# start of EXCERPT

The Victorian era classic by Frances Hodgson Burnett had been popular for many years and was another of Selznick's childhood favourites. The screen rights were actually owned by Mary Pickford at the time, as she had starred in a silent version which had been one of her biggest successes, but she consented to Selznick's remake as his pictures would now be released through her company, United Artists.
The story was of a young widow and her son Ceddie living in 1880s Brooklyn, following the death of her husband, an English army captain. The captain's father, the Earl of Dorincourt in England, had denounced his son for marrying an American and had refused to have any contact with the young wife. At age nine, however, Ceddie is summoned to England to assume the title of Lord Fauntleroy, the Earl's successor. Ceddie's mother (whom he calls "Dearest") recognizes the great opportunity and convinces Ceddie to go to England, even though it will mean that she and Ceddie must live there in adjacent but separate houses because of the Earl of Dorincourt's dislike for her. Ceddie meets the Earl and soon begins to charm him through his politeness, courtesy, and common sense. The Earl starts to overcome his poor reputation for being uncaring and distant as a result, and the two are soon almost inseparable. At this point, a counter-claim for the title of Lord Fauntleroy is made by another woman and her ill-mannered son Tom. She claims that she was married to the Earl's eldest son and that her Tom thus takes precedence over Ceddie as the true heir to the Fauntleroy title. The Earl of Dorincourt is floored by this possibility and it seems that there is no way out until help comes from an unexpected source.

# end of EXCERPT
# start of GIVEN DATA

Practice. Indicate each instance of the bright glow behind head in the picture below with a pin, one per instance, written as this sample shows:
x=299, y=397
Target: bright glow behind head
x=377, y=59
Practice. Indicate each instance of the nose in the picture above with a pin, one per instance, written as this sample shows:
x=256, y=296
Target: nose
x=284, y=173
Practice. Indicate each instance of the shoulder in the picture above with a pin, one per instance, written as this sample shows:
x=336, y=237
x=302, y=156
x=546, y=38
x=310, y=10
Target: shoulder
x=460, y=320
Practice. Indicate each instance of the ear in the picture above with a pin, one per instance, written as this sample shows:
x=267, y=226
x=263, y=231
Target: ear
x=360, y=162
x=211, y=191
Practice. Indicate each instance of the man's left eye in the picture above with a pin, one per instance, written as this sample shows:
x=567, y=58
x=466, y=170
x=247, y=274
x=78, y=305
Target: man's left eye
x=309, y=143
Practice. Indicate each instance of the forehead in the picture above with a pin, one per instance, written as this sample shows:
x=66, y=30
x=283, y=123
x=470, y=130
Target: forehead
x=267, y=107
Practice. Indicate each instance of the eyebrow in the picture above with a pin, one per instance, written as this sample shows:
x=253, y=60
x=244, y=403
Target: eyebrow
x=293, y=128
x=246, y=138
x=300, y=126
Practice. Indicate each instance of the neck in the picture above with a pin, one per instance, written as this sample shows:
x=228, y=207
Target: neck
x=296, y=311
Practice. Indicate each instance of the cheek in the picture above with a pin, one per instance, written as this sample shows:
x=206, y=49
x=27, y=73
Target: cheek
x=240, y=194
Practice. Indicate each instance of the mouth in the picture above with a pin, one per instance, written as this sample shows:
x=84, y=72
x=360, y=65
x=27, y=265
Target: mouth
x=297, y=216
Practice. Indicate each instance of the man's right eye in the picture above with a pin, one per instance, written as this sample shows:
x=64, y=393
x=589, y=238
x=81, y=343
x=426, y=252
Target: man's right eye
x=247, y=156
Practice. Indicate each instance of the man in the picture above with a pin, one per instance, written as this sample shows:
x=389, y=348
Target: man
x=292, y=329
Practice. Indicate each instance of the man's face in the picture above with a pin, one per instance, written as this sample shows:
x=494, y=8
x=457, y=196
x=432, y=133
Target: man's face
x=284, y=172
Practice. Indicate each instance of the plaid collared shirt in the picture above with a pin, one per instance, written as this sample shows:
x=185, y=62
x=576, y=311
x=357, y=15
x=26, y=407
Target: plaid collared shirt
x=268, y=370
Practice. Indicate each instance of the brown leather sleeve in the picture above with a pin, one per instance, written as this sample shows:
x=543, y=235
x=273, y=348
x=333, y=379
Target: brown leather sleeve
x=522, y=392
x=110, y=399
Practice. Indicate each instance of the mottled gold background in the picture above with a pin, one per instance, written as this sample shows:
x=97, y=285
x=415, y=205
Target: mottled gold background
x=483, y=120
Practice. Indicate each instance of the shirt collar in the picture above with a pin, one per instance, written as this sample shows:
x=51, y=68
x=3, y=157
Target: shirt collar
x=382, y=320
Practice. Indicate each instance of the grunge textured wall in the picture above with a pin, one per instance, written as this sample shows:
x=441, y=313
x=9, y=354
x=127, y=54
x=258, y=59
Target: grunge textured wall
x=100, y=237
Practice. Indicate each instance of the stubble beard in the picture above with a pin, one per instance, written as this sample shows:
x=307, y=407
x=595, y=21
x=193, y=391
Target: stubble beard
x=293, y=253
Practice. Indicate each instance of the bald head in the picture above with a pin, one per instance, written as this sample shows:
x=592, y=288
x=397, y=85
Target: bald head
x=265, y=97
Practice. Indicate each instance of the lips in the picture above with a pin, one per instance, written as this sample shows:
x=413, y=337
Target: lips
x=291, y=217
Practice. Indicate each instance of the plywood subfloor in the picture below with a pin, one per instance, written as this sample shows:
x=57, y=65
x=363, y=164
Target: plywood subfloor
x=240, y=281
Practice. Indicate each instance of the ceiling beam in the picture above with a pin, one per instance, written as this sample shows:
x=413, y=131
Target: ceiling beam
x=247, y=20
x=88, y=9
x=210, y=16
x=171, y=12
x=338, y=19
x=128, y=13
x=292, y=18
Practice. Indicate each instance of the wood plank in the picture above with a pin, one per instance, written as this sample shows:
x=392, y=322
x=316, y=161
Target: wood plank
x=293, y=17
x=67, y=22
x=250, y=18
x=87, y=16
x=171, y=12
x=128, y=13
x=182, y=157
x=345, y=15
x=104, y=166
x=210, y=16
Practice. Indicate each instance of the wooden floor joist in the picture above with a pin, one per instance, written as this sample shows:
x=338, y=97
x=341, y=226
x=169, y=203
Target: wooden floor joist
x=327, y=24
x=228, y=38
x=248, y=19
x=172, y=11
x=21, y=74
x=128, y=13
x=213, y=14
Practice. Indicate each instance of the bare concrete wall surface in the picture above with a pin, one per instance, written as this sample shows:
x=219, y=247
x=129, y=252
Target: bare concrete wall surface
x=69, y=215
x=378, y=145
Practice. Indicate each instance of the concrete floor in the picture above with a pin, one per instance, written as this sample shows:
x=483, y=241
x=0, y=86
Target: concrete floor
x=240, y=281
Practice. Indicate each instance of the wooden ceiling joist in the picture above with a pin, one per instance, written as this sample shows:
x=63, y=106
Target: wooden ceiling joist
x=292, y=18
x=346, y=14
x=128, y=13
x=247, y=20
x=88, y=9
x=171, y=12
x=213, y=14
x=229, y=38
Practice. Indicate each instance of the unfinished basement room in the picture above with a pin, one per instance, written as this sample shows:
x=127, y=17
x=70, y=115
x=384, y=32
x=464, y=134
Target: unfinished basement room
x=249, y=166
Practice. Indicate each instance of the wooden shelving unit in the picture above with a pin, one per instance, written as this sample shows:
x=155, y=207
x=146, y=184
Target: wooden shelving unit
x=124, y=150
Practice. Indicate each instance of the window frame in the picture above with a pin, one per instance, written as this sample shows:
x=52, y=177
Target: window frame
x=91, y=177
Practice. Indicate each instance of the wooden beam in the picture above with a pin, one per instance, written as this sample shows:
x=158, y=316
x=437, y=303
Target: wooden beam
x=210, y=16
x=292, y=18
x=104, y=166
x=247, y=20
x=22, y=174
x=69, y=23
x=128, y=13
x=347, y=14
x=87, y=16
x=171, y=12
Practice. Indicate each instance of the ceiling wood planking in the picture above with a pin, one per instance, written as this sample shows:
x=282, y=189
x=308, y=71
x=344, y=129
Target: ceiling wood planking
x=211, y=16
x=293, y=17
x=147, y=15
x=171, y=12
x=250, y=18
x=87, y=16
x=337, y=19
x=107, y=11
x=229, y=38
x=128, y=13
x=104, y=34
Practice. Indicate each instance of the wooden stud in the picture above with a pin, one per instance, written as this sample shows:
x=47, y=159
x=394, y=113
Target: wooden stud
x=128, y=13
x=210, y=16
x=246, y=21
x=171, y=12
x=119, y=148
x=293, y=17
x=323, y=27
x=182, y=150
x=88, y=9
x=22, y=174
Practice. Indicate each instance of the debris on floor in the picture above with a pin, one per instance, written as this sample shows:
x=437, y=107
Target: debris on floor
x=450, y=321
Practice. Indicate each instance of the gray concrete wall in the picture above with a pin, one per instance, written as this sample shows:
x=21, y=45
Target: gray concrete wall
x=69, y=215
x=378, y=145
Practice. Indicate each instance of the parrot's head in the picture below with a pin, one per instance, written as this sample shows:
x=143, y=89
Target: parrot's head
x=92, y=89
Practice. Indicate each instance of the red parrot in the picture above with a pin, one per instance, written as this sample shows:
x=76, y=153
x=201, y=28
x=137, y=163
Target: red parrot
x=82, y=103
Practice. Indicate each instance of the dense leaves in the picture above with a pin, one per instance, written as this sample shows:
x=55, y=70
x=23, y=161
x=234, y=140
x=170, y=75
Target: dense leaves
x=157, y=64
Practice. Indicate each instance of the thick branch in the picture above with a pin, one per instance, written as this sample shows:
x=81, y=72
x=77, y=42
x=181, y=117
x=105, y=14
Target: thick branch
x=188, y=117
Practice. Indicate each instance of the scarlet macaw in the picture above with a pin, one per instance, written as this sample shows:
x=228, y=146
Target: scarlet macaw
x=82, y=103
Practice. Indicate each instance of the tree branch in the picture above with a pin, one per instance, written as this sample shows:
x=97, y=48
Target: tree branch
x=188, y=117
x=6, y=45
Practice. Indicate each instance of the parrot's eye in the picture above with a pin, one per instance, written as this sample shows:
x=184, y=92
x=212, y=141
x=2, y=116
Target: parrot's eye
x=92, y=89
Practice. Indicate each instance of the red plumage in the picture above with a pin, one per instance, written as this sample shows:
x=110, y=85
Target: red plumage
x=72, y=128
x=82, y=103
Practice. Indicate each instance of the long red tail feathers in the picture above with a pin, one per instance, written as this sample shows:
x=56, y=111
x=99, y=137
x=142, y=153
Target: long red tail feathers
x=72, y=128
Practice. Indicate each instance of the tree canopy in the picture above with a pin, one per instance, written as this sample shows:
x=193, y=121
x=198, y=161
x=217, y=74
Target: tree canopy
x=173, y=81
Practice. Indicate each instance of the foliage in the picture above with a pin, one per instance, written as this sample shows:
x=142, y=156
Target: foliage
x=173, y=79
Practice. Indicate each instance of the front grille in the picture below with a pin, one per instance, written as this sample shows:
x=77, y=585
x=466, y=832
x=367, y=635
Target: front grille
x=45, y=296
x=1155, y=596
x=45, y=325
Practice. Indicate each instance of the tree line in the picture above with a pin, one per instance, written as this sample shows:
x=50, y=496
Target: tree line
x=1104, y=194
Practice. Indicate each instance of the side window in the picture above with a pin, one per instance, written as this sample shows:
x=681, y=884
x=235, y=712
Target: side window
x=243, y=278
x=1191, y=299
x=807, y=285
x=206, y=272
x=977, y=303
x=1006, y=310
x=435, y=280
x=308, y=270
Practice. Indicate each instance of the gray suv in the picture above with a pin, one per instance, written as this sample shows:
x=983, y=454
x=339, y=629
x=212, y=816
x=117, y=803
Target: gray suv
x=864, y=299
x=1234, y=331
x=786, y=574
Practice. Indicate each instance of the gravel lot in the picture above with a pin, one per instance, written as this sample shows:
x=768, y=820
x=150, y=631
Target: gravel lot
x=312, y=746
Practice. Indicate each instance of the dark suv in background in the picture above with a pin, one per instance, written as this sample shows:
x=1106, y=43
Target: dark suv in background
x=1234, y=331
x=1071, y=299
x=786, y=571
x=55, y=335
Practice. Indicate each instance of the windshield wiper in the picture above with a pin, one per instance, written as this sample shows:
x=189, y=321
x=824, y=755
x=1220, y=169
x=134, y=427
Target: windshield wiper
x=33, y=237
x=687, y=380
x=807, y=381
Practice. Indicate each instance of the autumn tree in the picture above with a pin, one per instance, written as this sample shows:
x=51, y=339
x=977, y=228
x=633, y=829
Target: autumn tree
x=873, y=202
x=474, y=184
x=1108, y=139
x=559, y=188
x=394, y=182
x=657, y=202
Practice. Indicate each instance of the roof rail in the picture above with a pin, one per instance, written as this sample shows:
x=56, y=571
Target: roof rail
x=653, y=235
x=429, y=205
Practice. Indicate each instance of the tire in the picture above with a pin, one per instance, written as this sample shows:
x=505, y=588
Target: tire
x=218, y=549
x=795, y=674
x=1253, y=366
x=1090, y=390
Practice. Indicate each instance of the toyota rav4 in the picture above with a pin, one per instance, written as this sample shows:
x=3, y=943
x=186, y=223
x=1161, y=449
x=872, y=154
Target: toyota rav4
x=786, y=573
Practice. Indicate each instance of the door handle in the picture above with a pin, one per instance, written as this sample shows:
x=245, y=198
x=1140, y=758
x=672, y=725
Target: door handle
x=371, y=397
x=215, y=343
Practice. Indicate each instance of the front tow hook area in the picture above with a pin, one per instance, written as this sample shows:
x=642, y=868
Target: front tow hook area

# end of GIVEN DATA

** COMPLETE THE FOLLOWING **
a – Answer these questions using the excerpt about Selznick's remake of the Burnett classic:
(i) Who owned the screen rights at the time?
(ii) Where and in what decade does the story open?
(iii) What name does Ceddie use for his mother?
b – Carry on the excerpt about Selznick's remake of the Burnett classic, starting right after its final sentence.
The records were taken from a different source than the text.

** OUTPUTS BY TASK **
a –
(i) Mary Pickford
(ii) Brooklyn, in the 1880s
(iii) "Dearest"

b –
Selznick's best casting decision was to secure Freddie Bartholemew's services from MGM to play Ceddie. Bartholemew was quite an outstanding young actor who could convey the various nuances of the character. He always had an aristocratic air about him that was obviously essential for the role at hand, but he could get down and dirty when needed. In Little Lord Fauntleroy, he needed to early on in order to deal with a gang of neighbourhood bullies who try to take his new bicycle. His willingness to mix it up if ultimately needed even though he'd rather reason his way out of it brings a dimension to the character that lifts it above so many others of its kind. Bartholemew was able to convey that dimension believably. To play Dearest, Selznick enticed Dolores Costello to return to the screen. Costello had been a reliable leading lady of silent films with a few roles in early sound films and was for a time married to John Barrymore (hence her cast listing as Dolores Costello Barrymore). As with the role of Ceddie, that of Dearest was more than skin deep. The surface, or outer, appearance of the character was one of reliance on others (somewhat akin to David Copperfield's Dora), but that hid a strength of purpose that was mainly manifest in how she deals with the Earl. Costello balanced the two aspects most effectively.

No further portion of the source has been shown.